EXERCISE DESCRIPTION:
Gather, from the data below, each line in which the word "shirt" occurs.

SOURCE DATA:
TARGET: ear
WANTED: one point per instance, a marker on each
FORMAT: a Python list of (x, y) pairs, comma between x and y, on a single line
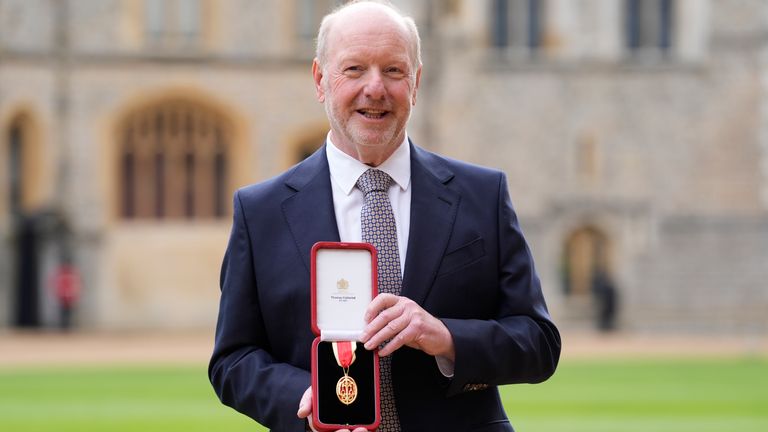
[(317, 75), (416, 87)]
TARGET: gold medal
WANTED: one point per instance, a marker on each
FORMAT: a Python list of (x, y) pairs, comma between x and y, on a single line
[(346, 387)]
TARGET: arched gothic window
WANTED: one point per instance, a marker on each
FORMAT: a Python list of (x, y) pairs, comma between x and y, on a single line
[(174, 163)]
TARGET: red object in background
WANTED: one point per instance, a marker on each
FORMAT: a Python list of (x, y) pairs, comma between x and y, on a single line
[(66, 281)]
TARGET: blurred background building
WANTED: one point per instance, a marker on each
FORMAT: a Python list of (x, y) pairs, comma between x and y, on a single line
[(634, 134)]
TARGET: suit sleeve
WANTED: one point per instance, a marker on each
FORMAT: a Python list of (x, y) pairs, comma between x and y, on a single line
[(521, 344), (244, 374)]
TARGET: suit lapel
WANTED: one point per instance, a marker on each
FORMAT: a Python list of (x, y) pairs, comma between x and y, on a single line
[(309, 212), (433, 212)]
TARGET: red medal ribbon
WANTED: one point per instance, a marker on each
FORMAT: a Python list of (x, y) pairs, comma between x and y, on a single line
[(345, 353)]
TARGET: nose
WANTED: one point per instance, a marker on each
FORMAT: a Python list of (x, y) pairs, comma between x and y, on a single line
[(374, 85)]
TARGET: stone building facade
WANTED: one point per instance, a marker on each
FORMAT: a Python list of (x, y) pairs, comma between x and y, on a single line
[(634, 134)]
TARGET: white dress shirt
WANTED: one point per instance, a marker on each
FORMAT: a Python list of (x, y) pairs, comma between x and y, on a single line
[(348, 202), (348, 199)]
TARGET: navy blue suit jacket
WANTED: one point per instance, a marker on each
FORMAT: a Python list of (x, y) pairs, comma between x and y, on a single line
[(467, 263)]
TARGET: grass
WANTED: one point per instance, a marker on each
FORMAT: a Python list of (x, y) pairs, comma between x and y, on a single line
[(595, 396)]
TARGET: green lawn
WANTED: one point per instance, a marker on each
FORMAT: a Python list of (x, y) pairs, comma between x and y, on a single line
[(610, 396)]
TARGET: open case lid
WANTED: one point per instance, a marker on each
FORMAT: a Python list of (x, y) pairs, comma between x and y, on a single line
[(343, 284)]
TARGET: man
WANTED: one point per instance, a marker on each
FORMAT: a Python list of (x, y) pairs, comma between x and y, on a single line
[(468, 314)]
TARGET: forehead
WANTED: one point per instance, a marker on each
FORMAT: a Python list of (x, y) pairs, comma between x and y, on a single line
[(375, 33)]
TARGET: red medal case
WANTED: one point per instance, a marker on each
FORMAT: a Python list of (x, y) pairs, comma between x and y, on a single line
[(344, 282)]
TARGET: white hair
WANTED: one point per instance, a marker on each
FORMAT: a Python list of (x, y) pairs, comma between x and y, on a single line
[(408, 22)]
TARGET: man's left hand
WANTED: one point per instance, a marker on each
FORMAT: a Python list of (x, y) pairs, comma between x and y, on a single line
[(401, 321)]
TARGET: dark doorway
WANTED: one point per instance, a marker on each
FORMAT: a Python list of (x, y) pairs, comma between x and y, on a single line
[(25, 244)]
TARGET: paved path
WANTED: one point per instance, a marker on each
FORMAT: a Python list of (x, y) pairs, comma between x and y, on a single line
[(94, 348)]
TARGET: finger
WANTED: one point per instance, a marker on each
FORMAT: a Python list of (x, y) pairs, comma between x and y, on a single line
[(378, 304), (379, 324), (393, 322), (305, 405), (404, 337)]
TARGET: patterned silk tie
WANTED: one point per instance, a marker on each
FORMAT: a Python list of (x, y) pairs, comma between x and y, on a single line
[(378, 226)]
* * *
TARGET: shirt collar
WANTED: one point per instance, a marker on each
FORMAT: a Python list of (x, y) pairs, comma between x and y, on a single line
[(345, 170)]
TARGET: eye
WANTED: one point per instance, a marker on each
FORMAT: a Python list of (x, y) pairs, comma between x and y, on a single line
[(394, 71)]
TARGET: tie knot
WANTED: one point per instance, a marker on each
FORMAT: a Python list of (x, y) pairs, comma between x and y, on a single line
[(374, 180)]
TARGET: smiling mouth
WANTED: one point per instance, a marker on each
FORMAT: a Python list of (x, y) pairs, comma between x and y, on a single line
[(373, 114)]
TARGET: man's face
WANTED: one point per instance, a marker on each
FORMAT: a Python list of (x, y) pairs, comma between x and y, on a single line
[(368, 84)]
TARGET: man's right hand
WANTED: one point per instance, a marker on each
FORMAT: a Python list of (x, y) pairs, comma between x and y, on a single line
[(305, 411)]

ANSWER TO THE EXERCISE:
TARGET: white dress shirt
TARGET: shirt collar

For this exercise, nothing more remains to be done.